* [What you will do]:
a – Rewrite everything in the piece about a son leaving home from "A few days ago, my" down to "into University yesterday.", putting "household" in place of "kitchen" each time it occurs.
b – According to the piece about a son leaving home, how old is the son who moved into University?
c – List every early sign of a teenager pulling away that the piece about a son leaving home gives when it describes the disconnect as subtle at first.

**** Source extract ****

A few days ago, my husband and I stood in the Home Department of TK Max, shopping for pots and pans, kitchen utensils, can openers and all manner of other kitchen paraphernalia. It seemed a strange thing to be doing, considering our twentieth wedding anniversary takes place later this month. Talk about de-ja-vu! Only this time, the kitchen stuff wasn’t for us. It was for our eighteen-year-old son, who we helped move into University yesterday.
No matter how prepared you think you are, the day your first-born moves out of home, comes around all too quickly. Didn’t everyone tell you it would go by in the blink of an eye? But when the time comes for them to fly the nest, you’re in pieces! Suddenly you can no longer walk past that photo of them on the bookcase without wanting to well up.
But even though our son moved out physically just yesterday, really, he began leaving over two years ago.
The pulling away of a teenager can be so painful. The disconnect can be subtle at first. The rolling of their eyes every time you ask them to take their dirty cup out to the dishwasher. The walking around the house with their headphones permanently in place. The aloofness. The lack of eye contact. Warm smiles replaced with aggressive retorts.
You learn to brace yourself for the volcano that’s about to erupt any time you need to speak into an aspect of their life. It could be the down-hill slump in their grades at school. Or a concern you have over a recent post on social media. Whatever the issue, you know it won’t be an easy conversation. You convince yourself these ugly blow-ups are just a phase. Your child is hormonal. This too shall pass.
But, for some of us, things only go from bad to worse. Your teen keeps oversleeping and turning up an hour late to church. You decide to apply grace. After all, it’s probably best not to force the issue. But then a year down the line, it’s resoundingly clear. They’ve stopped attending altogether. Now they visibly cringe every time you play worship music in the house. And if you ever try and drop a scripture into a conversation, well, you may as well have dropped a hand-grenade.

**** Dataset excerpts ****

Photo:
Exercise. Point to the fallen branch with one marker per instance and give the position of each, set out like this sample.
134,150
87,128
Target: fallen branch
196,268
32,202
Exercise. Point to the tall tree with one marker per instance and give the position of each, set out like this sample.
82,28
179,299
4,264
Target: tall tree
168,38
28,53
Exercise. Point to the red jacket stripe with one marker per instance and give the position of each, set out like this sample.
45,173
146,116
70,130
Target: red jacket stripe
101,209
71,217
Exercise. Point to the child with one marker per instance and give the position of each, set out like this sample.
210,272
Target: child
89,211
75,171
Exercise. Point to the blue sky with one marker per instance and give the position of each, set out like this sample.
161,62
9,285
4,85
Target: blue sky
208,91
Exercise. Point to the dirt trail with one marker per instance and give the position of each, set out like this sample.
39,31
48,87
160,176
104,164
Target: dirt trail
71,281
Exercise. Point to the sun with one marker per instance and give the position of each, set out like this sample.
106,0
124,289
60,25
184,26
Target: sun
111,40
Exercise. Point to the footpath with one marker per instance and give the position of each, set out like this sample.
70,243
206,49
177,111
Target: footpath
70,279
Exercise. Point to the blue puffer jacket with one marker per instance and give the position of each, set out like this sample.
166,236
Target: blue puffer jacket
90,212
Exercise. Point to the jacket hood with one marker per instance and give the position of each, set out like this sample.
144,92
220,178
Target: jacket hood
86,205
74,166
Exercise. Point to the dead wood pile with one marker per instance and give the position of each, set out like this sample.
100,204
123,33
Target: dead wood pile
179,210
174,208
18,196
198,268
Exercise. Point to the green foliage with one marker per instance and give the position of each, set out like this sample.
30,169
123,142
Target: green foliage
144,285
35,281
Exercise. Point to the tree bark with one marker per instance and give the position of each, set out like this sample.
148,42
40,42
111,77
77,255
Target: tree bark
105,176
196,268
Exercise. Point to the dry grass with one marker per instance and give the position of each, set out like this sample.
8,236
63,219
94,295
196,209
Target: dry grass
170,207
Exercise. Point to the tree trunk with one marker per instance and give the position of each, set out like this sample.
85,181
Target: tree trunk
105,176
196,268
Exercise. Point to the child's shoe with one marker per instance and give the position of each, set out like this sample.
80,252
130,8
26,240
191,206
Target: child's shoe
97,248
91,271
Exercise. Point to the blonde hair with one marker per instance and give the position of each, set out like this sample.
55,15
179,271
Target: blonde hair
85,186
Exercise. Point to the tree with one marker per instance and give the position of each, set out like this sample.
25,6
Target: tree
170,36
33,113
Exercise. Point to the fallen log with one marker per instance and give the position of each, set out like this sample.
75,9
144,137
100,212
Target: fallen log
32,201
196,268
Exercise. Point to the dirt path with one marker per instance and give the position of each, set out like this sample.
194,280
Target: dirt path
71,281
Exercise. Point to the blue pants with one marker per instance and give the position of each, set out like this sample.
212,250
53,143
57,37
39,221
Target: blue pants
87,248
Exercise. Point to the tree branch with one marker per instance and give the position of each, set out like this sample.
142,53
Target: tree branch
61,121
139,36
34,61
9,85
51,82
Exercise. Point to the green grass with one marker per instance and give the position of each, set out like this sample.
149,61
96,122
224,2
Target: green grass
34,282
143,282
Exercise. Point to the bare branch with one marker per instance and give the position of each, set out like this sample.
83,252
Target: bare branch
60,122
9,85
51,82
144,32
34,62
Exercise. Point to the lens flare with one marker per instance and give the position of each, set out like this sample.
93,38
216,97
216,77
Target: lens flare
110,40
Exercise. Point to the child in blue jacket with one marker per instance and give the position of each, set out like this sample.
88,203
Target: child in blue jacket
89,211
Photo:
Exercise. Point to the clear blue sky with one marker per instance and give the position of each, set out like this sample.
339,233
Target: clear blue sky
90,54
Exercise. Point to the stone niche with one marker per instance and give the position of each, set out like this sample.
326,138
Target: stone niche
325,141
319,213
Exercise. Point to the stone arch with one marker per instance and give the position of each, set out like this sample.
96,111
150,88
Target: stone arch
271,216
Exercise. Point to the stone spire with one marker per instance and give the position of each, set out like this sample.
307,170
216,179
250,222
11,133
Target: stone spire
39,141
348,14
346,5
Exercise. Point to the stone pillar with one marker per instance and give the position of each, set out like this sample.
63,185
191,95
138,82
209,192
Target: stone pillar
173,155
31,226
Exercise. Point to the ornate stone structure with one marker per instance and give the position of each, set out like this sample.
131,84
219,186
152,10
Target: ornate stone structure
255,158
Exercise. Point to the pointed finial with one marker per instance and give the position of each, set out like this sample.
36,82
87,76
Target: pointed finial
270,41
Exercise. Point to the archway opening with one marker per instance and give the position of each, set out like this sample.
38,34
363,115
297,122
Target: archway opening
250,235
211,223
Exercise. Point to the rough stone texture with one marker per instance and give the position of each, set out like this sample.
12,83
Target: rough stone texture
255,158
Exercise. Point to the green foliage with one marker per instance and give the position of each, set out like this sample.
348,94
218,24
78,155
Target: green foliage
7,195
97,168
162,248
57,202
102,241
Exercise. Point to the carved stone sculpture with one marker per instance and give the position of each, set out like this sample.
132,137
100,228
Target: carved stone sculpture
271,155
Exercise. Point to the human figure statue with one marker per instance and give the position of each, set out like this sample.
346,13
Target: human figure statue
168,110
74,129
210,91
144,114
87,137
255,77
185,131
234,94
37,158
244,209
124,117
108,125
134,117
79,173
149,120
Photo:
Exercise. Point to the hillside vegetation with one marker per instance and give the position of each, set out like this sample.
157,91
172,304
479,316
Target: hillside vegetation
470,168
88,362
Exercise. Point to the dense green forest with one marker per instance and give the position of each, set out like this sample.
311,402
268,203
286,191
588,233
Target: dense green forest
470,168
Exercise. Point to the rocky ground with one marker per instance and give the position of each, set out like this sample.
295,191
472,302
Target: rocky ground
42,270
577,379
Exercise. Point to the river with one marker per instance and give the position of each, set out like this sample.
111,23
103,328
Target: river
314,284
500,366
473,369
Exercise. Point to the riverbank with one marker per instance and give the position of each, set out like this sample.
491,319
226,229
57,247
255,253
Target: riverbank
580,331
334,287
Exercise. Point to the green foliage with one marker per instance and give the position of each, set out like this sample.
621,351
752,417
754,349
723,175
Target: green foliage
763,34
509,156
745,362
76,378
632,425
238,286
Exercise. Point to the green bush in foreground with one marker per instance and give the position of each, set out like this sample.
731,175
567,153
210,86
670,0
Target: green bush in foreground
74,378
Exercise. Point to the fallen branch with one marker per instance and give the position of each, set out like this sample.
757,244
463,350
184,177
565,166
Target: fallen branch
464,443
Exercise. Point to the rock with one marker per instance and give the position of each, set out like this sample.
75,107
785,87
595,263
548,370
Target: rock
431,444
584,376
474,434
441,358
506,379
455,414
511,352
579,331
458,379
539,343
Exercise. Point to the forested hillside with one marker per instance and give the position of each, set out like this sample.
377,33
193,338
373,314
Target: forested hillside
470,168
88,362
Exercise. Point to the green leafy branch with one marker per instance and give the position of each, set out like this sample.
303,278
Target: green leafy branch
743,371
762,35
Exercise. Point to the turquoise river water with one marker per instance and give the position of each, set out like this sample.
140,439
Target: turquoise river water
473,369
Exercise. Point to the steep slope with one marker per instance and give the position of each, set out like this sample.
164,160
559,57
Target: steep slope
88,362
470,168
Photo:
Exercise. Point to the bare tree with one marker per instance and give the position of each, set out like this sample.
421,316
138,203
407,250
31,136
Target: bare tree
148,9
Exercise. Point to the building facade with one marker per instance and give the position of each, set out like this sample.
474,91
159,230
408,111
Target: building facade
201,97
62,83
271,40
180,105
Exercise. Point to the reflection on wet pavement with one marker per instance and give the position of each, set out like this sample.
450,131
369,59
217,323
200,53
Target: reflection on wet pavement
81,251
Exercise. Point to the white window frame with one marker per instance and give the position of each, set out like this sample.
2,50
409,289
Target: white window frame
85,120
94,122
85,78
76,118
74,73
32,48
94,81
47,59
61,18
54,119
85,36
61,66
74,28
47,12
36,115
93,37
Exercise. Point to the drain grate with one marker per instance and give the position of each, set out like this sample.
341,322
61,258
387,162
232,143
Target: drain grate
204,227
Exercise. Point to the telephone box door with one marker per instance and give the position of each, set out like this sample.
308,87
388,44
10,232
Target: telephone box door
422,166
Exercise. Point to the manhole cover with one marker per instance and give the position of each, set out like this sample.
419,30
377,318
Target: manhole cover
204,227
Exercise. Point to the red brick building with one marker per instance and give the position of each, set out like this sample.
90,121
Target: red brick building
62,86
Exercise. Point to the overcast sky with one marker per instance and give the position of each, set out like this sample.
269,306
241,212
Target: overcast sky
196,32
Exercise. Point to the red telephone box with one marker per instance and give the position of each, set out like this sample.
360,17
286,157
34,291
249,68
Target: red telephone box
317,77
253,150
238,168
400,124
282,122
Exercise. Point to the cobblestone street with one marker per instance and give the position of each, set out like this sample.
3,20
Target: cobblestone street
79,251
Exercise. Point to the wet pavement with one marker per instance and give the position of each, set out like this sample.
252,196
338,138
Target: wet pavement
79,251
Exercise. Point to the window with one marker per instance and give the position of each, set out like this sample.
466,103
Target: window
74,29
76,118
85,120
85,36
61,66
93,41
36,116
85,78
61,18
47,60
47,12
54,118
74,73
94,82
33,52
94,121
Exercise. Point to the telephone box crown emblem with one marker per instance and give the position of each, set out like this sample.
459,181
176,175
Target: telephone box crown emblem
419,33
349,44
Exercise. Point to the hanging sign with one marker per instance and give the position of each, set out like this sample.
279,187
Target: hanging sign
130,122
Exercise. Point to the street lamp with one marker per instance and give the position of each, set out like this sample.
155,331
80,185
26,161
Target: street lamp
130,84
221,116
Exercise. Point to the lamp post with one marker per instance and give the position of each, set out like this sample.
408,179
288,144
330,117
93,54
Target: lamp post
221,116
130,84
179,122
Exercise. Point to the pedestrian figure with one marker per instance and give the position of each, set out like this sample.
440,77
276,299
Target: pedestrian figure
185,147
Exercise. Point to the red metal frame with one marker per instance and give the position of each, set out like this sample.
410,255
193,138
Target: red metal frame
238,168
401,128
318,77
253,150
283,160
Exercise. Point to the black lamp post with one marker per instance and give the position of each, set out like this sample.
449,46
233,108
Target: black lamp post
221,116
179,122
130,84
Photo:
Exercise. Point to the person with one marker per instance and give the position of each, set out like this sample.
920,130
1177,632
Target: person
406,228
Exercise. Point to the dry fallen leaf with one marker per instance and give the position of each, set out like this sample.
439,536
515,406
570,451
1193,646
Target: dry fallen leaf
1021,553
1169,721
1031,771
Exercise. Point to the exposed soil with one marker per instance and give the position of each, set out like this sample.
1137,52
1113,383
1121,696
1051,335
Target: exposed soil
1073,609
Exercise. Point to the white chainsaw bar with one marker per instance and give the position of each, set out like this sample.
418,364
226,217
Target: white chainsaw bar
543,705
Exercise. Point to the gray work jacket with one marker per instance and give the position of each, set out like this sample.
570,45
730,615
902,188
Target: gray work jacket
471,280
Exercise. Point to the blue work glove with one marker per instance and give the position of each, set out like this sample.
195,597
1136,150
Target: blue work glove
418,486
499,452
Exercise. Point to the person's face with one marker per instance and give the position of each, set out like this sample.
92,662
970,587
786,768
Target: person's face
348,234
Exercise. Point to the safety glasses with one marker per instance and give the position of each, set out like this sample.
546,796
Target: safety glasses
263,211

****

* [List of solutions]:
a –
A few days ago, my husband and I stood in the Home Department of TK Max, shopping for pots and pans, household utensils, can openers and all manner of other household paraphernalia. It seemed a strange thing to be doing, considering our twentieth wedding anniversary takes place later this month. Talk about de-ja-vu! Only this time, the household stuff wasn’t for us. It was for our eighteen-year-old son, who we helped move into University yesterday.

b – He is eighteen years old.

c –
- Rolling their eyes whenever asked to take their dirty cup out to the dishwasher
- Walking around the house with headphones permanently in place
- Aloofness
- Lack of eye contact
- Warm smiles replaced with aggressive retorts